## Supplied text
..........
Independent producers have faced downturns before, but companies that are heavily leveraged — such as those that borrowed to gain entry into the cash-intensive natural gas shales and tight sands — face liquidity problems and “survival risks” without the full support of their lenders, Moody’s Investors Service said in a report Monday.
Even if an exploration and production (E&P) company is not stressed now, the loss of borrowing capacity could take its toll on production replacement as the recession continues, Moody’s analysts wrote in “Surviving the Oil & Gas Cycle: Borrowing Bases & Other Issues — Another Wild Roundtrip.”
“While the current down-cycle challenges are not new to the sector, some new characteristics of this cycle dealing with the composition of reserve portfolios may intensify the stress for some E&Ps,” said Moody’s Senior Analyst Andrew Oram.
Scheduled borrowing base redeterminations seem “destined” for more significant reductions later this year given the weak gas price outlook, the widening of gas price discounts relative to oil and the roll-off of up-cycle hedging, Moody’s reported.
“While issuers are concerned about reduced borrowing bases during this spring’s redetermination season, there may be greater sector concern about results during the fall round, which are based on the price outlook at that time and mid-year reserve estimates,” said Oram.
..........
## Given material

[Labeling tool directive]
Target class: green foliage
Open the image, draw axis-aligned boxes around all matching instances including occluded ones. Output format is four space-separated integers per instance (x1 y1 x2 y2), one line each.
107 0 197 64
..........
## What to do
- 1) Who is the senior analyst quoted in the Moody's article?
- 2) Copy the passage of the Moody's article from "Even if an exploration" up to and including "Analyst Andrew Oram.".
Rely only on the Moody's article, not the data.

## Responses by task
- 1) Andrew Oram

- 2)
Even if an exploration and production (E&P) company is not stressed now, the loss of borrowing capacity could take its toll on production replacement as the recession continues, Moody’s analysts wrote in “Surviving the Oil & Gas Cycle: Borrowing Bases & Other Issues — Another Wild Roundtrip.”
“While the current down-cycle challenges are not new to the sector, some new characteristics of this cycle dealing with the composition of reserve portfolios may intensify the stress for some E&Ps,” said Moody’s Senior Analyst Andrew Oram.